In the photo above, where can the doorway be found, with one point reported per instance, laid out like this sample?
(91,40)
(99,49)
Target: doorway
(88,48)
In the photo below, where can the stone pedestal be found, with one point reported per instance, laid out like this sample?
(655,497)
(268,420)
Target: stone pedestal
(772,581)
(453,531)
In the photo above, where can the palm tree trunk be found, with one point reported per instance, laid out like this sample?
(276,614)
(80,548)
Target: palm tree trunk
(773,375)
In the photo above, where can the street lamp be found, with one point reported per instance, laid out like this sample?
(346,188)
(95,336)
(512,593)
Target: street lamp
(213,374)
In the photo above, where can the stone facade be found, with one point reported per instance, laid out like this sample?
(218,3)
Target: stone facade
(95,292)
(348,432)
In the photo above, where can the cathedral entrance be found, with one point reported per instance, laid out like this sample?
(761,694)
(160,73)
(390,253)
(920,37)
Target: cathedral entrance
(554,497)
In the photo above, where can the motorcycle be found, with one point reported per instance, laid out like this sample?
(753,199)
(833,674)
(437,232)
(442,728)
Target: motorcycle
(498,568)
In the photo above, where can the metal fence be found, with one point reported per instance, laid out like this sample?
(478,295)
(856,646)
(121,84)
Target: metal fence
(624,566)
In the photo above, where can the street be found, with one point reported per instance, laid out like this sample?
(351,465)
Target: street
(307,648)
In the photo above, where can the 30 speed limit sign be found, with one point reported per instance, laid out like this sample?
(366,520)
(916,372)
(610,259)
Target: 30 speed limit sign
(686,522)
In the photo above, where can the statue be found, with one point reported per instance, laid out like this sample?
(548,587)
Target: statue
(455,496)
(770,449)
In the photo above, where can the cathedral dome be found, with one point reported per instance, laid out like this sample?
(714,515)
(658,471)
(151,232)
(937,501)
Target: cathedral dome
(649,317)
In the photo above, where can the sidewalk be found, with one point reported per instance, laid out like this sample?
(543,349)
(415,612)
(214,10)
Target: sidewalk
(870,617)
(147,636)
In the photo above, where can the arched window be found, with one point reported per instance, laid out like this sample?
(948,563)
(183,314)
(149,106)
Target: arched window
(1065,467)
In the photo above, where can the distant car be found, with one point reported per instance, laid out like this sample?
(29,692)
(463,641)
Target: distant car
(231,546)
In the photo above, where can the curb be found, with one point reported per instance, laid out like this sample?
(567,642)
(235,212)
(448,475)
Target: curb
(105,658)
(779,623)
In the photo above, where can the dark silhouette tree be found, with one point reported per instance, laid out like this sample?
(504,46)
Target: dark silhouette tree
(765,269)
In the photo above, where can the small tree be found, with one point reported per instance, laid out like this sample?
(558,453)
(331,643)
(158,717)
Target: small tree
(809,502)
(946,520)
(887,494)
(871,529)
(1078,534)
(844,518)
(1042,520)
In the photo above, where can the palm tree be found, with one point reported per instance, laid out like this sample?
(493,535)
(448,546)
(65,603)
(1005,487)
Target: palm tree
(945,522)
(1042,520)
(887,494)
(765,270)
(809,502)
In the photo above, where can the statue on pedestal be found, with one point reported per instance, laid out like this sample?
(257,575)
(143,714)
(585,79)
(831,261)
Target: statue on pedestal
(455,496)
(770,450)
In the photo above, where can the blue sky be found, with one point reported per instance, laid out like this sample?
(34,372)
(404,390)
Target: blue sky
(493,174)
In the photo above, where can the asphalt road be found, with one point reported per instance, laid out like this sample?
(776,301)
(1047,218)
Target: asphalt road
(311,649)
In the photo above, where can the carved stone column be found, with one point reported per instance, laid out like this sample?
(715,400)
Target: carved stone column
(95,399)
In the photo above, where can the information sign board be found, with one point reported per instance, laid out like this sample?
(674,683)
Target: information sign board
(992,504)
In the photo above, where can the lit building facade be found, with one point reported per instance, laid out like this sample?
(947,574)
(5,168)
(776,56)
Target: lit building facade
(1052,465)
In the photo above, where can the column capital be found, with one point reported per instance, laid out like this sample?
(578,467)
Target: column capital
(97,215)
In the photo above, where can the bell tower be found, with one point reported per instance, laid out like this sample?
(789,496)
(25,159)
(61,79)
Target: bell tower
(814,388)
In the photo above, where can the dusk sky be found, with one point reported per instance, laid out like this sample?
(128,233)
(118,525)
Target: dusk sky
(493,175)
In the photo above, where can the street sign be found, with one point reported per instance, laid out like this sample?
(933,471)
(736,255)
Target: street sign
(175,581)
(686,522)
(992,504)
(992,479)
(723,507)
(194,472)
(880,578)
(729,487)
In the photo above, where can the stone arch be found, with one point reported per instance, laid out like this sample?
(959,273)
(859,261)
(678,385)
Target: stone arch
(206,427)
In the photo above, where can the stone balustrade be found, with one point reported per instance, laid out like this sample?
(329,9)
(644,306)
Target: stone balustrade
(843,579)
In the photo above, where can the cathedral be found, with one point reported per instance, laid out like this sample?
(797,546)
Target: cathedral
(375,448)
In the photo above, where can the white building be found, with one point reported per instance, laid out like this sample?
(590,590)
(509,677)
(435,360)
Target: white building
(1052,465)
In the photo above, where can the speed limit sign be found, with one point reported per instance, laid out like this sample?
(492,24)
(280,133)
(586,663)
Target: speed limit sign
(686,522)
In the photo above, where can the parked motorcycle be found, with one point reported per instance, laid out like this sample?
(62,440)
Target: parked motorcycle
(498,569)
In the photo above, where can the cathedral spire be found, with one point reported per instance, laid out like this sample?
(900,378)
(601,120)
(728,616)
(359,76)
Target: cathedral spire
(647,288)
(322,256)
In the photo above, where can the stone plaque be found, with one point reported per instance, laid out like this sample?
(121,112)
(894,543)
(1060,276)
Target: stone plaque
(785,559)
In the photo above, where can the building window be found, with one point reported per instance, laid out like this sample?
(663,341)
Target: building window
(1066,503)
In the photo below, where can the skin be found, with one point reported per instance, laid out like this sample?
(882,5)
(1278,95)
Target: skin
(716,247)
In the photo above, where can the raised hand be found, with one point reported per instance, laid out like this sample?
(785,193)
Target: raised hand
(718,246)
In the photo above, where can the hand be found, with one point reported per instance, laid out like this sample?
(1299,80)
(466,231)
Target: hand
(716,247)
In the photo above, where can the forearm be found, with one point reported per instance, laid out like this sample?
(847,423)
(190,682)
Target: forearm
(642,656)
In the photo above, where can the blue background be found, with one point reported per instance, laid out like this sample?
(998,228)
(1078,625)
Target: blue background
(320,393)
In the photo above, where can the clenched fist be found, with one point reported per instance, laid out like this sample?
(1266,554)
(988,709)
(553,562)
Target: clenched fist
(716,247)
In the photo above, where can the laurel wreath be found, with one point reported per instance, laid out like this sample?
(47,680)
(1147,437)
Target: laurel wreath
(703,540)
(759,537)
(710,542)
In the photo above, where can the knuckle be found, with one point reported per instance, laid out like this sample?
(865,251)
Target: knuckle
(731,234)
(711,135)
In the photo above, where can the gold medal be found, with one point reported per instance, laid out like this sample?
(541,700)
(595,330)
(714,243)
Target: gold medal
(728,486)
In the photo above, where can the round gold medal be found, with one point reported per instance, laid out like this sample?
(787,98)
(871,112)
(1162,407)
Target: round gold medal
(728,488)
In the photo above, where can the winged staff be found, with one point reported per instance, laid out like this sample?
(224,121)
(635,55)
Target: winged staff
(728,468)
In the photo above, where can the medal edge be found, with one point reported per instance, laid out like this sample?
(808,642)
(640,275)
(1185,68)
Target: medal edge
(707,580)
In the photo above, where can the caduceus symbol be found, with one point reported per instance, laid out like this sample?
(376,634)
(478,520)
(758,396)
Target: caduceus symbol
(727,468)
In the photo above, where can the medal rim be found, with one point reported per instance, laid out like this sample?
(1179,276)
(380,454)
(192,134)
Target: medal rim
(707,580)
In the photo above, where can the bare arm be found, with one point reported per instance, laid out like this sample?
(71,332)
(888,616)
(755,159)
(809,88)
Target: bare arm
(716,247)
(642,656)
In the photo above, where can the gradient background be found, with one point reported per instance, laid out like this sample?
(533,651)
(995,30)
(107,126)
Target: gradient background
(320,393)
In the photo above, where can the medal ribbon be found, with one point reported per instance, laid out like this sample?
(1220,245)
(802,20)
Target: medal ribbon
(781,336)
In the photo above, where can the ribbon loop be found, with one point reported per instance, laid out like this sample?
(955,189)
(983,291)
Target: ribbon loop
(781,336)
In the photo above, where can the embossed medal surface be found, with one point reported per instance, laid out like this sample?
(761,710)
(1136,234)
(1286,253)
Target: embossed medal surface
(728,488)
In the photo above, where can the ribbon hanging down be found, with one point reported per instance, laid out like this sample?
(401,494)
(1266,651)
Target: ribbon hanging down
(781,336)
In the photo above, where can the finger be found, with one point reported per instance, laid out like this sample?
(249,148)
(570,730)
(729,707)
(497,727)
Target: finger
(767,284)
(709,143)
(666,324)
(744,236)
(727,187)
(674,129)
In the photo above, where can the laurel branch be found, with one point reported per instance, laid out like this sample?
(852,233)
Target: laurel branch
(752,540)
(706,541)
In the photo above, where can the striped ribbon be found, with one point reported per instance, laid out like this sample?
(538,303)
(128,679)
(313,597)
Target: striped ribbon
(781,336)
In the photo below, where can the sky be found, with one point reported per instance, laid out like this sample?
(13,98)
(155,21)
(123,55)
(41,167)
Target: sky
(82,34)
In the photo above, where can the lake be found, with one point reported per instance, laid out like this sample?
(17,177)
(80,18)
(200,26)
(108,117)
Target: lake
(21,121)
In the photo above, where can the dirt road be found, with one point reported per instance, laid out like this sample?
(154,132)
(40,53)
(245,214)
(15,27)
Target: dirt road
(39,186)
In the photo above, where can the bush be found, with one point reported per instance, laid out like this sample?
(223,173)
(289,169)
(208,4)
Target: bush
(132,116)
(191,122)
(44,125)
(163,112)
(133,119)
◇ ◇ ◇ ◇ ◇ ◇ ◇
_WHAT YOU NEED TO DO_
Your task is to reproduce, exactly and exclusively, the lines from the one holding "In the photo above, where can the lake" through the final line of the listing.

_RESULT_
In the photo above, where can the lake be found, with one point reported per instance, laid out like this sample?
(17,177)
(80,18)
(200,26)
(108,117)
Target: lake
(21,121)
In the photo above, where can the dirt road be found, with one point reported per instance, laid out like this sample?
(154,132)
(40,53)
(245,214)
(15,27)
Target: dirt road
(39,186)
In the photo above, where can the bush be found, with one point reported per instance, laid out like this sample?
(223,173)
(289,169)
(208,4)
Target: bush
(132,116)
(191,122)
(44,125)
(163,112)
(133,119)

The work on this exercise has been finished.